» **Page extract**
+++++

Eventually, both birth and death rates reduce, and as a society declines, death rates may exceed birth rates, leading to a drop in the total population. Japan is one of the best examples of this, where the population is ageing due to increased lifespans and a drop in the birth rate.

Fertility rates across the world high (red), intermediate (yellow) and low (green). Falkingham 2014, Data source: UN 2010

Back to stocks and flows, and a bathtub, because flows are illustrated in systems diagrams with taps.

The bathtub is used as an example of a coupled system because the water level in the bath depends on the tap, and the tap, according to the example, depends on the water level – but I don’t see how this works. The tap doesn’t care about the level of the water unless I’ve chosen to turn it off because the water in the bath is overflowing. The point here – individual components of a system may be interdependent. There also seems to be a distinction to make between tightly and loosely coupled systems; in the case of the latter, changes in one component of the system may have a less immediate effect on others. Meadows refers to feedback loops and expresses the idea of a coupled system quite simply – if A has an effect on B, is it also possible that B has an effect on A?

For a better example of a coupled system, I like plants and pollinators.

  1. Plants rely on pollinators (such as bees, butterflies, or birds) to help them reproduce by transferring pollen from one flower to another.
  2. Pollinators depend on plants as a food source, using nectar and pollen to sustain themselves.

If pollinators decline (due to habitat loss, pesticides, or disease), plants that rely on them for pollination will also be affected, reducing their ability to reproduce. Similarly, if the number of flowering plants decreases, pollinators will have less food, threatening their survival.

This is a coupled system because both elements (plants and pollinators) are interdependent: changes in one directly affect the other. Systems thinking encourages us to consider both sides of this relationship to maintain balance and health in the ecosystem.

Different feedback loops

Positive feedback / reinforcing feedback / runaway feedback

The systems thinking in joke here is that positive feedback is quite likely not to be positive.

Positive feedback continues until either

  1. overshoot or collapse, or
  2. a negative feedback loop is entered

Negative feedback / stabilising feedback / balancing feedback

The example given here of negative feedback was a toilet cistern.

+++++

» **Brief**
Rewrite the passage on systems thinking from "Eventually, both birth" up to and including "diagrams with taps.", changing "bathtub" to "tub".

+++++

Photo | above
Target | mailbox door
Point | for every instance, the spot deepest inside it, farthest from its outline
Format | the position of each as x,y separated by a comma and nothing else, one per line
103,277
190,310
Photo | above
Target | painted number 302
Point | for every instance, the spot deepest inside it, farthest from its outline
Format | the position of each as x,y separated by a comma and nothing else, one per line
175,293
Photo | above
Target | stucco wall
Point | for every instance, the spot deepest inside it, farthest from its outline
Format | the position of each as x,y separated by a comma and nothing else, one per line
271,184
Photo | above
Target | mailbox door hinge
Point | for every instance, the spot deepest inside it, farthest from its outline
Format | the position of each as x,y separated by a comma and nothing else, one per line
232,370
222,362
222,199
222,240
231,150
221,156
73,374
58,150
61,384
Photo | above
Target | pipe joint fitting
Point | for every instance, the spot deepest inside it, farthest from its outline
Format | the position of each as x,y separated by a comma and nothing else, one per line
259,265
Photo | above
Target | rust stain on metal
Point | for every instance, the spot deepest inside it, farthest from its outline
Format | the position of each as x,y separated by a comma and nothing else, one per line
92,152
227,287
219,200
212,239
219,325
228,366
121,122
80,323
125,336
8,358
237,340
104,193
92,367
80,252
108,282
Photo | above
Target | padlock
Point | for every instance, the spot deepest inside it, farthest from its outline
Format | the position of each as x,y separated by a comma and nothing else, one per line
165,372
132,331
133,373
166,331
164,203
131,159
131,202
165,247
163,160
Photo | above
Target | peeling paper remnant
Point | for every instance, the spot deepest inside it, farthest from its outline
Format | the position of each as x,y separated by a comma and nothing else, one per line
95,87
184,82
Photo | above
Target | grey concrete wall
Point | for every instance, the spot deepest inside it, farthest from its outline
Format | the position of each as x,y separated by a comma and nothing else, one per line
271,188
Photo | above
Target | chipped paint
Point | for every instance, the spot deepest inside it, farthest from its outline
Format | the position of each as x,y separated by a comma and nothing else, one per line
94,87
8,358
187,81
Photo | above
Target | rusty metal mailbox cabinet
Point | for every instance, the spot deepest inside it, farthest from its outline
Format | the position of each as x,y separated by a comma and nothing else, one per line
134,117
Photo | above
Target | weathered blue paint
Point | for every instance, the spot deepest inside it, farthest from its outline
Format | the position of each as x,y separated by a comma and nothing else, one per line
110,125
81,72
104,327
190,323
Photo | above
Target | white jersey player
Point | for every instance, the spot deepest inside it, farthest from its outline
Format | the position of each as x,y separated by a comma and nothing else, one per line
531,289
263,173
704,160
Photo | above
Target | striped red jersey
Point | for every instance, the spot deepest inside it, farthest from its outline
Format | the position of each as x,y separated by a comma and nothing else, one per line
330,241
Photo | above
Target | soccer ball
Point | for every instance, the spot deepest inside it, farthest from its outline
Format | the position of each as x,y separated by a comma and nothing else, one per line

+++++

» **Response below**
Eventually, both birth and death rates reduce, and as a society declines, death rates may exceed birth rates, leading to a drop in the total population. Japan is one of the best examples of this, where the population is ageing due to increased lifespans and a drop in the birth rate.

Fertility rates across the world high (red), intermediate (yellow) and low (green). Falkingham 2014, Data source: UN 2010

Back to stocks and flows, and a tub, because flows are illustrated in systems diagrams with taps.